═══ RECORD SET ═══

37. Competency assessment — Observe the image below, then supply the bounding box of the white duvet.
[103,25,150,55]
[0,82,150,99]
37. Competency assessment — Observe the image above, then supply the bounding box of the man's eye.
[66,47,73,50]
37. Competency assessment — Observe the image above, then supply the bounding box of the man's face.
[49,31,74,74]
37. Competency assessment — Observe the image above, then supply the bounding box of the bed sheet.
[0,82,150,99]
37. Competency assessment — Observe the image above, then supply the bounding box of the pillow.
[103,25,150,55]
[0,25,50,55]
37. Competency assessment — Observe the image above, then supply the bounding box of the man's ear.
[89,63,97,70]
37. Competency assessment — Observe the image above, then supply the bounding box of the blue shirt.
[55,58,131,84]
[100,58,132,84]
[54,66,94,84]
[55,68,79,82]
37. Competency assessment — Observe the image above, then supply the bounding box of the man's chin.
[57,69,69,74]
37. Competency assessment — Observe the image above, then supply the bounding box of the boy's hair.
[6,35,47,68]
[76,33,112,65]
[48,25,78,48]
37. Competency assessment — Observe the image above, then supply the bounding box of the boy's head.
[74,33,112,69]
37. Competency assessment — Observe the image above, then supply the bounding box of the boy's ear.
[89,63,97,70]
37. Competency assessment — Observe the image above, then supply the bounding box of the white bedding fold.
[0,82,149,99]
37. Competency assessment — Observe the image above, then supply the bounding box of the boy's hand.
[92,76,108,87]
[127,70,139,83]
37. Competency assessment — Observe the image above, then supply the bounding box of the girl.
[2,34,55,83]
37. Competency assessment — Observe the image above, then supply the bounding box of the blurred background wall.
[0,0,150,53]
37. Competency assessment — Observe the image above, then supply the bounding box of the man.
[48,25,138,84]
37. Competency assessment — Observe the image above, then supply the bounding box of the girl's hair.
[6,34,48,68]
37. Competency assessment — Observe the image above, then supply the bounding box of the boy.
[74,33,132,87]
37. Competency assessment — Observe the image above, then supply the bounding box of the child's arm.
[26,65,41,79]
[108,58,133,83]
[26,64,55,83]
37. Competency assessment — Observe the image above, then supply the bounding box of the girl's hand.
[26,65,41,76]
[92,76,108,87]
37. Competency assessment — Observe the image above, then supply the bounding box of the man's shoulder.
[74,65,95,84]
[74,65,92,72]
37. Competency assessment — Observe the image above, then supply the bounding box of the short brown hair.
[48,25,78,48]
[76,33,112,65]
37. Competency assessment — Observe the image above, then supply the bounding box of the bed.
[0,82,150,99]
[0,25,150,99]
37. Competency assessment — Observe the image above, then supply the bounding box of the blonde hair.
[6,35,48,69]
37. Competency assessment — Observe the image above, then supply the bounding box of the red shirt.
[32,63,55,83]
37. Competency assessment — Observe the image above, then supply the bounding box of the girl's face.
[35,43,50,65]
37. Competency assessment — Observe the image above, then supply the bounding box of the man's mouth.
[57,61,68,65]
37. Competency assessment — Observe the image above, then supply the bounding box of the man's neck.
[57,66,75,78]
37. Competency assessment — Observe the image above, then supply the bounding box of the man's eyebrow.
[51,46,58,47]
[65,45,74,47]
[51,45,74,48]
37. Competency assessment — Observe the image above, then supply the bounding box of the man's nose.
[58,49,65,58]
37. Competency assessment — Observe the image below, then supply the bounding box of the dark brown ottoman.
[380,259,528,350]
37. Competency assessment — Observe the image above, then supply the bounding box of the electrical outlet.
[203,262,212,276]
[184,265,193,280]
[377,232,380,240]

═══

_WHAT YOU WILL DO_
Write out again, unchanged, every line from the line containing "the man's eyebrow." to the final line of the material above.

_EXERCISE SOLUTION_
37. Competency assessment — Observe the image above, then supply the bounding box of the man's eyebrow.
[51,46,58,47]
[65,45,74,47]
[51,45,74,48]
37. Competency assessment — Observe the image above, then supply the bounding box of the man's nose.
[58,49,65,58]
37. Competency assessment — Observe the image below, then supply the bounding box of the dark brown ottoman.
[380,259,528,350]
37. Competency assessment — Observe the image above, then supply the bounding box of the electrical outlet.
[203,262,212,276]
[184,265,193,280]
[377,232,380,240]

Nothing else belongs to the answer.